> **AIM OF THE TASK**
Filter the entries below, keeping only the lines that contain the word "valve", and copy each of those lines unchanged.

> **EXERCISE INPUT**

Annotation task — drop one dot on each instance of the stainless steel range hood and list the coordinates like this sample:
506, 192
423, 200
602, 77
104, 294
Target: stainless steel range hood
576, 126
* * *
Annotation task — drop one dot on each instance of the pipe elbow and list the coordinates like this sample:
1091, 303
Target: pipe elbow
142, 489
==
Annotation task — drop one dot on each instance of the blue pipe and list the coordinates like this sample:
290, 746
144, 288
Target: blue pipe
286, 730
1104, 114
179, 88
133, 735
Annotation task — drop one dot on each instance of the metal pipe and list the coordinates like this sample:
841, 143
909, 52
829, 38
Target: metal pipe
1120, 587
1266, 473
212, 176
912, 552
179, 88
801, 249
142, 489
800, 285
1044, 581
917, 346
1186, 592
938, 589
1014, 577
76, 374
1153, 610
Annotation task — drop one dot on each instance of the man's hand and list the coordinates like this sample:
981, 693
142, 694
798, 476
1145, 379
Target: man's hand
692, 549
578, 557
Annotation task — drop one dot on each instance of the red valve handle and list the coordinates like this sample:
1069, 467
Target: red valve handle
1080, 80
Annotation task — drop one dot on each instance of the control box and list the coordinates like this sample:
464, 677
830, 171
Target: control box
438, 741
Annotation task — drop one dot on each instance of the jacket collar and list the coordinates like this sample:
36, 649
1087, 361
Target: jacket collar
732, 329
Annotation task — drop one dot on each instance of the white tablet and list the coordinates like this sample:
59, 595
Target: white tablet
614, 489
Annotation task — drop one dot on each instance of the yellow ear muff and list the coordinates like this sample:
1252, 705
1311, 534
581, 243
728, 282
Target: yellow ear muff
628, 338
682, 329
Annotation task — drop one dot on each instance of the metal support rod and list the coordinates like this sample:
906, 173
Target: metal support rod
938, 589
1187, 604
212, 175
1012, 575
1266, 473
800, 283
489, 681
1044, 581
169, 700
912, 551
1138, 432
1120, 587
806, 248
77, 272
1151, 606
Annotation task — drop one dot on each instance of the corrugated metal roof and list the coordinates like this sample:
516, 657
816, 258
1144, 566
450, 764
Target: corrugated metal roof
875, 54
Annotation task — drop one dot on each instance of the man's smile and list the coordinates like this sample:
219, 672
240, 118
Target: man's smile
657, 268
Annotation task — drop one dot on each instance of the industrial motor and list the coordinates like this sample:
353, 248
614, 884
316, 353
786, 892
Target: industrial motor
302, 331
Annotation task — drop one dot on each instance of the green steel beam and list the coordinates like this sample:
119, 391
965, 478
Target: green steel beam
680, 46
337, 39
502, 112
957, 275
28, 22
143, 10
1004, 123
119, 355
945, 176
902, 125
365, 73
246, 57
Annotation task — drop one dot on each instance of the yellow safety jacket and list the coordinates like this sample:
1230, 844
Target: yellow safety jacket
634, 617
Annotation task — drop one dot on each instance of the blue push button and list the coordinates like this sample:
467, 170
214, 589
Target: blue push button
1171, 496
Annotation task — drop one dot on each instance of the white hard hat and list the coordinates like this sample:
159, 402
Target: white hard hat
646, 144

> **SOLUTION**
Annotation task — drop one dot on each instance of the red valve handle and list the coordinates like this sample:
Target: red valve handle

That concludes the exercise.